## TASK BRIEF:
Can you convert the lines from the one containing "Prompt = Locate the sky" up to and including the one containing "9,9 -> 233,100" into a Markdown table with the columns No. and Line, numbering each line and leaving out any blank ones?
▬▬▬▬▬▬▬▬▬▬
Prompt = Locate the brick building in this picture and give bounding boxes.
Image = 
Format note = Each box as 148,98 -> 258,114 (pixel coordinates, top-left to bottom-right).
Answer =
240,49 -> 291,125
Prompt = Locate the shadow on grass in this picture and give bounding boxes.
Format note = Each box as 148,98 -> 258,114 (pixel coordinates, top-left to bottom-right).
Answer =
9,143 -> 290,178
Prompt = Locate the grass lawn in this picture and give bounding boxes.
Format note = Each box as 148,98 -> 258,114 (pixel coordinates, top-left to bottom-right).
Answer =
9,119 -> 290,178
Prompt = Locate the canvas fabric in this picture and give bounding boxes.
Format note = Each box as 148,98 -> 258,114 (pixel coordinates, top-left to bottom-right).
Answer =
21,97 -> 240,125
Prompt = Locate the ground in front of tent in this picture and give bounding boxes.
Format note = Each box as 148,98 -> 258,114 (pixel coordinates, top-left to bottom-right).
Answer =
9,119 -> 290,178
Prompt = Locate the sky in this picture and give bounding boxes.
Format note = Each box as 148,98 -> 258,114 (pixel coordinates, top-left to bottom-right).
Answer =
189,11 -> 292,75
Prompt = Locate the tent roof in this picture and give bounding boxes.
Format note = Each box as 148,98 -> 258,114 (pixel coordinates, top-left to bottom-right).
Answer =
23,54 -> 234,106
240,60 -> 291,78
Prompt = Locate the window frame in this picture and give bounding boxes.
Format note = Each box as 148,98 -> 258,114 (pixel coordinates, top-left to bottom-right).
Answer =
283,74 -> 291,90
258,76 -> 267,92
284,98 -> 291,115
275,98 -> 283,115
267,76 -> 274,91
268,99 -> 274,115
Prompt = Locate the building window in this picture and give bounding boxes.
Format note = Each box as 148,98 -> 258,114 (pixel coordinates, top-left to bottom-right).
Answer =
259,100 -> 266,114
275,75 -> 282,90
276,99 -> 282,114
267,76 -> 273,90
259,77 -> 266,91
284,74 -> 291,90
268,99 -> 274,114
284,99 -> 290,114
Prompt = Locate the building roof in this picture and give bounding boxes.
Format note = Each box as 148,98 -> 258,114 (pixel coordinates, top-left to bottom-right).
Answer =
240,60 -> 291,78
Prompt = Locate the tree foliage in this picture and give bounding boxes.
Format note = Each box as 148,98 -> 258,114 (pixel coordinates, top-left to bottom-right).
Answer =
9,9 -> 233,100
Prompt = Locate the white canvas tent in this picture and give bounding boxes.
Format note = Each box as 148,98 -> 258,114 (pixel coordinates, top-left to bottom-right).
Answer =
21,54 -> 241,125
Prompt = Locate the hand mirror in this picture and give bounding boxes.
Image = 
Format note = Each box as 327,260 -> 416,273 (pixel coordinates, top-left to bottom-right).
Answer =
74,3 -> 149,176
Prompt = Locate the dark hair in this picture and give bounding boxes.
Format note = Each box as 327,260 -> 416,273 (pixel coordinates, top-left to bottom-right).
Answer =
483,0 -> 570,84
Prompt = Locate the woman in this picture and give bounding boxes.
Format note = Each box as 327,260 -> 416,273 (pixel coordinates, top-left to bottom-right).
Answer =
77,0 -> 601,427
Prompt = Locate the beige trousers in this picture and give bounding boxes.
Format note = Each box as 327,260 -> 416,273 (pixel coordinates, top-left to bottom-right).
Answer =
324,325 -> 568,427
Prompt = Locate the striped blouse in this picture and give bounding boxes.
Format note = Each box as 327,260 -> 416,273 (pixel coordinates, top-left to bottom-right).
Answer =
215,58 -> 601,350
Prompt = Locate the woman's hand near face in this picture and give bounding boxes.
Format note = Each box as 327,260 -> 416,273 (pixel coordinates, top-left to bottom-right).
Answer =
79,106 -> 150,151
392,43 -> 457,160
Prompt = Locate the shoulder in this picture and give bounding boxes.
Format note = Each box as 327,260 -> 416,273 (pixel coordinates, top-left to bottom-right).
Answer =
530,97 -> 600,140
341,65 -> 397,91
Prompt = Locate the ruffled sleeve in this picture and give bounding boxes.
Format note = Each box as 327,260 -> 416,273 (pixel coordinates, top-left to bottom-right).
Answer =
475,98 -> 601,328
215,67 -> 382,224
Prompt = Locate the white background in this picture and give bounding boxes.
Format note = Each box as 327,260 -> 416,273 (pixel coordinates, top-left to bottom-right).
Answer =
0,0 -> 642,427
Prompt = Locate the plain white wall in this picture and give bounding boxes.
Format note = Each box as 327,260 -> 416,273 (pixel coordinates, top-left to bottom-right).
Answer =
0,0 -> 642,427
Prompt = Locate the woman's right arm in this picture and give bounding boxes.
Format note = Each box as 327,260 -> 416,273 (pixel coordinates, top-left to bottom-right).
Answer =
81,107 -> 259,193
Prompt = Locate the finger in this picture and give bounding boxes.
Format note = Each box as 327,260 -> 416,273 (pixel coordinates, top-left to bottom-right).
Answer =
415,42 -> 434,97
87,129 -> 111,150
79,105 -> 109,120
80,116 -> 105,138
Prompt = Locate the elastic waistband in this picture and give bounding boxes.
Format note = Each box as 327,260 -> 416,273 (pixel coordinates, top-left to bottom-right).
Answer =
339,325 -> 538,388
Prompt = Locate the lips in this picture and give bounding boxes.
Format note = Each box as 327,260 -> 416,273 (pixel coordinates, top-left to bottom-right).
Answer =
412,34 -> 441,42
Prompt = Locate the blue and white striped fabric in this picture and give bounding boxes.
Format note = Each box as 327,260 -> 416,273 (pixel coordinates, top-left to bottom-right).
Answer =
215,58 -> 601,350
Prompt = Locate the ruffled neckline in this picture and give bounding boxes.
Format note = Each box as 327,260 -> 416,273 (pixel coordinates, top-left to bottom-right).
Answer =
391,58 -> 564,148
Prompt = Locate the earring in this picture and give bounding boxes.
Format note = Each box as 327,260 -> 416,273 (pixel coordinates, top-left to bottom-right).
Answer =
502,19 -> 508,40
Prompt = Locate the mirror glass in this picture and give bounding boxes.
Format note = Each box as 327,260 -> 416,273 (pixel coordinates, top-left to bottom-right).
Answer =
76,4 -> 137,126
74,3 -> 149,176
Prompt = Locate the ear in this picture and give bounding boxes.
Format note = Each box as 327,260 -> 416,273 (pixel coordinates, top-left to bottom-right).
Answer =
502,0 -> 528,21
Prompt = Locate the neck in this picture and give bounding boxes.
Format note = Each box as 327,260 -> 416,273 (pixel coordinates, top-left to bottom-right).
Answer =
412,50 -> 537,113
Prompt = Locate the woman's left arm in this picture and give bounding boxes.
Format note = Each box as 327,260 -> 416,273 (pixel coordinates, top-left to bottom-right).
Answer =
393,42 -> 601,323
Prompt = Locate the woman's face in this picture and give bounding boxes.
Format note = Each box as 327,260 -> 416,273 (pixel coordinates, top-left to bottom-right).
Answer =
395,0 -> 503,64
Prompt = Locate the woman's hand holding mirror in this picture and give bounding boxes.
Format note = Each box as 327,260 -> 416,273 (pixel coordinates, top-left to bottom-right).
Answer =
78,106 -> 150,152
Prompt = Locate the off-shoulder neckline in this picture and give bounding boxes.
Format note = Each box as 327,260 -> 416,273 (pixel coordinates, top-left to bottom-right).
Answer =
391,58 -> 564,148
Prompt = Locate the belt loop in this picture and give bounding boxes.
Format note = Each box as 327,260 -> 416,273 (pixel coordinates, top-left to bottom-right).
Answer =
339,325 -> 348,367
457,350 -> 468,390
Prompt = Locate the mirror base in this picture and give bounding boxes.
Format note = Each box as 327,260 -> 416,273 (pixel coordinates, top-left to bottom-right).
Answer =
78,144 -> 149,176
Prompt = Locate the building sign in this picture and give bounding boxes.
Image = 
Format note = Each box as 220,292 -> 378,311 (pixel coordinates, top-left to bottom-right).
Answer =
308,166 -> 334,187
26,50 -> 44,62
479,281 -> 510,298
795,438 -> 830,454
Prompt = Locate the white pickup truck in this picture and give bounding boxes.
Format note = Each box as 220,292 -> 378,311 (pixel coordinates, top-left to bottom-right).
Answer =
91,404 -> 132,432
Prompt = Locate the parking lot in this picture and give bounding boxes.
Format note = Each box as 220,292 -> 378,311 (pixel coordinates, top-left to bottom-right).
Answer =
▬▬▬▬▬▬▬▬▬▬
## WORKED ANSWER:
| No. | Line |
|---|---|
| 1 | Prompt = Locate the sky in this picture and give bounding boxes. |
| 2 | Format note = Each box as 148,98 -> 258,114 (pixel coordinates, top-left to bottom-right). |
| 3 | Answer = |
| 4 | 189,11 -> 292,75 |
| 5 | Prompt = Locate the tent roof in this picture and give bounding boxes. |
| 6 | Format note = Each box as 148,98 -> 258,114 (pixel coordinates, top-left to bottom-right). |
| 7 | Answer = |
| 8 | 23,54 -> 234,106 |
| 9 | 240,60 -> 291,78 |
| 10 | Prompt = Locate the window frame in this picture and give bounding boxes. |
| 11 | Format note = Each box as 148,98 -> 258,114 (pixel coordinates, top-left to bottom-right). |
| 12 | Answer = |
| 13 | 283,74 -> 291,90 |
| 14 | 258,76 -> 267,92 |
| 15 | 284,98 -> 291,115 |
| 16 | 275,98 -> 283,115 |
| 17 | 267,76 -> 274,91 |
| 18 | 268,99 -> 274,115 |
| 19 | Prompt = Locate the building window in this picture and give bounding boxes. |
| 20 | Format note = Each box as 148,98 -> 258,114 (pixel coordinates, top-left to bottom-right). |
| 21 | Answer = |
| 22 | 259,100 -> 266,114 |
| 23 | 275,75 -> 282,90 |
| 24 | 276,99 -> 282,114 |
| 25 | 267,76 -> 273,90 |
| 26 | 259,77 -> 266,91 |
| 27 | 284,74 -> 291,90 |
| 28 | 268,99 -> 274,114 |
| 29 | 284,99 -> 290,114 |
| 30 | Prompt = Locate the building roof in this picture and give bounding boxes. |
| 31 | Format note = Each box as 148,98 -> 258,114 (pixel coordinates, top-left to bottom-right). |
| 32 | Answer = |
| 33 | 240,60 -> 291,78 |
| 34 | Prompt = Locate the tree foliage in this picture and give bounding boxes. |
| 35 | Format note = Each box as 148,98 -> 258,114 (pixel coordinates, top-left to bottom-right). |
| 36 | Answer = |
| 37 | 9,9 -> 233,100 |